**EXCERPT TO READ**:

May 27, 2009
This Saturday I planted just about everything. It's a bit earlier than the dude where I picked up my seedlings suggested, but I feel certain that the plants have a better chance of surviving in the roomy, sunny and compost-ful environment of the garden than they would cramped in their seedling containers on my porch.
I had a fantastic time planting and am very excited to see how it all works out. It has turned colder in the past few days so I'm a bit worried about the cucumbers, but I think everything else should be able to handle it. Ah yes, I did have to get new cucumber plants at the farm, so it would be a shame to kill another set.
I also started the "summerizing" of my front porch with a few planted flowers and an overall clean up from the dirt and mess of the winter. Once again, you can see my cat in the photo if you look carefully. She loves the porch.
As part of all this prep however, I realized that as I've moved from a flat out beginner to a slightly more experienced novice, there are things that no longer shock me. One such example is the fact that I routinely (and gleefully) treat my seedlings to a diet of dead animal parts to help them grow.
Do vegetarians know about this? What about Jews who keep Kosher?
What the best organic gardeners advise for a healthy, thriving garden, are small amounts of things like Pro Gro or Neptune's Harvest which is essentially a bunch of nutrients including blood and crab meal in the case of the former and liquified fresh fish in the case of the latter. Ew right?
On the big planting day on Saturday I added a few handfuls of compost to the soil in, around and next to every one of the seedlings and then this Tuesday I added a handful of Pro-Gro to everyone as well. The fish will go on this weekend and then I'll be repeating all of those steps a few times throughout the summer.
But I'm wondering....is this "Kosher?" How are vegetables grown with animal parts classified? It's not like you're eating the animals, but it sure is a part of the process. I recently read a detailed article in the New Yorker about certifying Kosher products in China so I feel certain that someone must have thought about this. I am sure there are non-animal alternatives, especially in conventional, non-organic growing, but there is very little labeling in American produce aisles and I can't imagine that your average vegatarian even thinks about what might have been added to the lovely "vegetarian" foods they may be selecting. I know that I never did.
I was a vegetarian for 13 years and I slowly started bringing meat and fish back a few years ago...right around the time I started gardening. It's all part of the cycle of life and quite poignant that something dying makes life possible for something else, but still, I wonder how those who vow not to consume animals (or at least keep them separate from dairy or not eat certain kinds) draw the line. I also wonder if I would agree with the way said animals might be treated if I knew. As those who've been reading this blog may know, I have toyed with the idea of buying fox urine to keep the bunnies away, but I have no idea how they collect it and my guess is, its not a friendly method. So while it may be "natural," I don't know that it's something I really want to support.
Going down this road too far is a bit much for me. I/we live in an industrialized world and where we get our food and what goes into it is a touchy and politically charged subject. I like to think that by growing an organic garden and mostly eating organic food that I can identify as an actual plant or animal means I'm on the right side of most of these issues. Really though, I think it's more of a spectrum, as with lots of things in our modern world, there is a little "blood meal" on quite a lot of us.
No answers here, just questions.

**DATA ROWS**:
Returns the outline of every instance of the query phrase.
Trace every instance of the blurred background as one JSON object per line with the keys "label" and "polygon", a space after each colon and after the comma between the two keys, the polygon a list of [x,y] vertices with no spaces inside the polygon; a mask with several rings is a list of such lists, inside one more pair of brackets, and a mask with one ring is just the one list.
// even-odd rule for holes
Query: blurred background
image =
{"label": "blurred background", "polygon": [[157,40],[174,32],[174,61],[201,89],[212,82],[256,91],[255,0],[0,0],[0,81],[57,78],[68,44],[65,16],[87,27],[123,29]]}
* * *
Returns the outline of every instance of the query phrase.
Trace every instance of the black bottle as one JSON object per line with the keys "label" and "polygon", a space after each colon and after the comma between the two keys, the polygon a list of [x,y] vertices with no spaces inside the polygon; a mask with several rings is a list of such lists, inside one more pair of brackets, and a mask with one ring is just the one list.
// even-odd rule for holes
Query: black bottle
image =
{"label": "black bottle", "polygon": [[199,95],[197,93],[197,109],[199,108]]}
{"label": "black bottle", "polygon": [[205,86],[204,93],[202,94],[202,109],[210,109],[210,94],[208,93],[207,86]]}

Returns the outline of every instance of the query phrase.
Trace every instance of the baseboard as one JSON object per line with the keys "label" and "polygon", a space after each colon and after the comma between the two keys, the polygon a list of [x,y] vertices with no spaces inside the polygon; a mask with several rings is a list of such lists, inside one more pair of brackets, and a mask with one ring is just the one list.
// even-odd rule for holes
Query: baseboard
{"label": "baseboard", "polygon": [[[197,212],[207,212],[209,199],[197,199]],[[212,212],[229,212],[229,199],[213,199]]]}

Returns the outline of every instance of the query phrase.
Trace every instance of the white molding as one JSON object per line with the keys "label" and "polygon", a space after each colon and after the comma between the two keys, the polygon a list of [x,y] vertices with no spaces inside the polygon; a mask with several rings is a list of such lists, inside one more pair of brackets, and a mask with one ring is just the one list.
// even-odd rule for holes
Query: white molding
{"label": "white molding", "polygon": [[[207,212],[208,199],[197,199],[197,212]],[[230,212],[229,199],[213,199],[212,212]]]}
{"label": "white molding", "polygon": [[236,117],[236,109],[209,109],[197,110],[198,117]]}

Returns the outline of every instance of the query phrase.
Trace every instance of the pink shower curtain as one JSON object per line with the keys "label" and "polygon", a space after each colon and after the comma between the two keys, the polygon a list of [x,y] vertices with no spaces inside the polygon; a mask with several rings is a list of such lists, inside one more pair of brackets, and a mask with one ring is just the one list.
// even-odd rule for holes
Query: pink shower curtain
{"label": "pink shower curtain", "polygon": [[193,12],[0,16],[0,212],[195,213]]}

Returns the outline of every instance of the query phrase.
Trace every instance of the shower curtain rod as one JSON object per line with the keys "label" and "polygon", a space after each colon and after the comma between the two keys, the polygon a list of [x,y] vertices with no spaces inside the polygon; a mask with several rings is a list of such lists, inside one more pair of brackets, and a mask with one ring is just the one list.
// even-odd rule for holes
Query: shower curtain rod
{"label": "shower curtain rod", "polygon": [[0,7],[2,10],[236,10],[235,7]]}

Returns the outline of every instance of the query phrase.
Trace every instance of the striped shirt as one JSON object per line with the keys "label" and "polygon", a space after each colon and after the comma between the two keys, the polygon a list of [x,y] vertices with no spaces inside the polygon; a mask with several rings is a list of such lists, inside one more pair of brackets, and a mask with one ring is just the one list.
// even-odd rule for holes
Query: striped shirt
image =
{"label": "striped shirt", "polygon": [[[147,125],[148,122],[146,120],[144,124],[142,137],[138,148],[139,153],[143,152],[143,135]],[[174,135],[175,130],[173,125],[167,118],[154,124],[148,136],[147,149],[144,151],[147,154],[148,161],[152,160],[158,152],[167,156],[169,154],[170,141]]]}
...
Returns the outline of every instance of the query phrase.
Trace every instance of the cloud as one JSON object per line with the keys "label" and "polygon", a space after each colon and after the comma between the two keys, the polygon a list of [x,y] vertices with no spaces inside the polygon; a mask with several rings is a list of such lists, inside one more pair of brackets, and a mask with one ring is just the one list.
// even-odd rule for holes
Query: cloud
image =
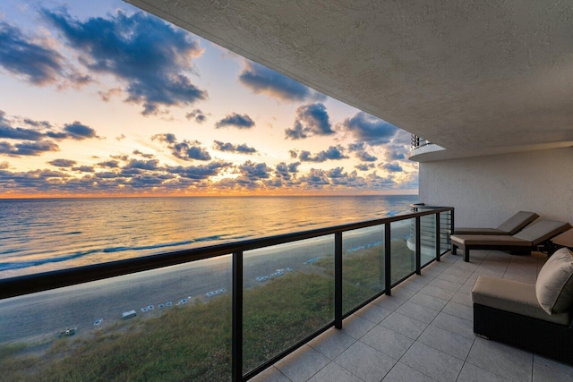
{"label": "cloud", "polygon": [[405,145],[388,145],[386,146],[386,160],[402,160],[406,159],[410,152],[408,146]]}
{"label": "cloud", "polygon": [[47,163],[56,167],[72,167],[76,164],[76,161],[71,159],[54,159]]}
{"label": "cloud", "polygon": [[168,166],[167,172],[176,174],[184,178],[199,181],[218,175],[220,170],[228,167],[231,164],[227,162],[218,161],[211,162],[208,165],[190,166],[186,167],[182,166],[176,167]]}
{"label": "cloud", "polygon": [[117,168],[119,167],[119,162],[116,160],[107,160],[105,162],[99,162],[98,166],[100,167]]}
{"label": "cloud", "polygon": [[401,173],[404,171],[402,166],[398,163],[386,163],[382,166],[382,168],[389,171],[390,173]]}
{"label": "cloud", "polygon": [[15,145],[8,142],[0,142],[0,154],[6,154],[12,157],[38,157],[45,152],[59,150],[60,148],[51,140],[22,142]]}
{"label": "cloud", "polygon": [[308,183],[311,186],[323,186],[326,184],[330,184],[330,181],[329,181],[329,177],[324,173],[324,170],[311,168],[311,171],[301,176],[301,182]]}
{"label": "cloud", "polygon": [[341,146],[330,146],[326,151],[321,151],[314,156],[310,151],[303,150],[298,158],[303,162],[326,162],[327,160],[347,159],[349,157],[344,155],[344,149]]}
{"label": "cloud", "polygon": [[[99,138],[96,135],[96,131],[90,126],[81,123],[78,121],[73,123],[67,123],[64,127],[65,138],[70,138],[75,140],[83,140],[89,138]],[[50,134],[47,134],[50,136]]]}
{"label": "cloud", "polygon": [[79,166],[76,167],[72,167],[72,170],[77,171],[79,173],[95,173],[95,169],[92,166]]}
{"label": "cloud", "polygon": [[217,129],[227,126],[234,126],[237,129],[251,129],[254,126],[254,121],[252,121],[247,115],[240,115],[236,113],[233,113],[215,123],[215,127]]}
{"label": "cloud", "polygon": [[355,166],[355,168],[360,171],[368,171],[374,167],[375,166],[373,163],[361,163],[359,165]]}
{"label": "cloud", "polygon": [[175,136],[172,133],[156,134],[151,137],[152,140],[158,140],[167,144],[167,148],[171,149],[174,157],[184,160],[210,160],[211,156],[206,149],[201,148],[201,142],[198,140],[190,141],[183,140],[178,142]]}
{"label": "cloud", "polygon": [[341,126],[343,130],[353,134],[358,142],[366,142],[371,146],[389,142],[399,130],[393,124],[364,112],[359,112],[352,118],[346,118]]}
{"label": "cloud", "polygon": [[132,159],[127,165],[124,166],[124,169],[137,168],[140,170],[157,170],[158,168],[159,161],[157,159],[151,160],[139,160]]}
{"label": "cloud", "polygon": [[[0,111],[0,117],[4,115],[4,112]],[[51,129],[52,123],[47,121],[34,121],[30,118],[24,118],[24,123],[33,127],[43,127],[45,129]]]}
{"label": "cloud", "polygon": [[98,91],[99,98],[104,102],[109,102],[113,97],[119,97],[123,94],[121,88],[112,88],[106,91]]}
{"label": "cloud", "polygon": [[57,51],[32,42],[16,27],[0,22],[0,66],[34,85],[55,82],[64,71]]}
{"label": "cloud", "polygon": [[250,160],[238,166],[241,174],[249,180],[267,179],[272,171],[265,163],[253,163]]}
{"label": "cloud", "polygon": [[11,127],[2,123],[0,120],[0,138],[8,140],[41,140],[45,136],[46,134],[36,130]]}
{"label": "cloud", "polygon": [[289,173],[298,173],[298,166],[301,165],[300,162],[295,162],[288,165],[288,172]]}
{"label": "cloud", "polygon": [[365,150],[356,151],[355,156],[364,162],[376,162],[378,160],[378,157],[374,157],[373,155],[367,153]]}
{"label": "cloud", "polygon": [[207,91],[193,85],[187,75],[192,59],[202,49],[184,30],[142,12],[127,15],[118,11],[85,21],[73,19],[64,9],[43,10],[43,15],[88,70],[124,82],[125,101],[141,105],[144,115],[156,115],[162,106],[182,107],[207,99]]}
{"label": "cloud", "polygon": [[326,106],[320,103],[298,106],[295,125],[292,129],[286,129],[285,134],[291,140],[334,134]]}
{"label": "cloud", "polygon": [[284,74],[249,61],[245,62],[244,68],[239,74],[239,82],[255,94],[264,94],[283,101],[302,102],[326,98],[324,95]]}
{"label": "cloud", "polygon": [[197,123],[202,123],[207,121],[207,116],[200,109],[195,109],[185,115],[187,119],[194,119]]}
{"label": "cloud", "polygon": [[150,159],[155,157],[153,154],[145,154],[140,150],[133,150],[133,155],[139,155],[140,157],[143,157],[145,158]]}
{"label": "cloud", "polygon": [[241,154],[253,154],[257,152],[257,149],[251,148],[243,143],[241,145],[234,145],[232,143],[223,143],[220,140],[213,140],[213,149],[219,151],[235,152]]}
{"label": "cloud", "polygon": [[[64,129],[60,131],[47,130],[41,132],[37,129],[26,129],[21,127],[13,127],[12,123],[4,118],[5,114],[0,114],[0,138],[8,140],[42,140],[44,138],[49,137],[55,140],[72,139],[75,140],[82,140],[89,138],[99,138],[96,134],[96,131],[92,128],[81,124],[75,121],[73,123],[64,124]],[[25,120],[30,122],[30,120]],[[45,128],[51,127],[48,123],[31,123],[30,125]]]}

**TASK LIST**:
1: Reproduce the part of the gardening post that opens with the words containing "May 27, 2009" and closes with "on my porch.".
2: List every nutrient ingredient that the gardening post names as a component of Pro Gro or Neptune's Harvest.
3: Answer these from the gardening post:
(a) For how many years was the writer a vegetarian?
(b) On what day did the writer add a handful of Pro-Gro to the seedlings?
(c) Which magazine ran the article about certifying Kosher products in China?
Work only from the gardening post itself.

**RESPONSE LIST**:
1:
May 27, 2009
This Saturday I planted just about everything. It's a bit earlier than the dude where I picked up my seedlings suggested, but I feel certain that the plants have a better chance of surviving in the roomy, sunny and compost-ful environment of the garden than they would cramped in their seedling containers on my porch.

2: Blood meal, crab meal, liquified fresh fish

3:
(a) 13 years
(b) Tuesday
(c) The New Yorker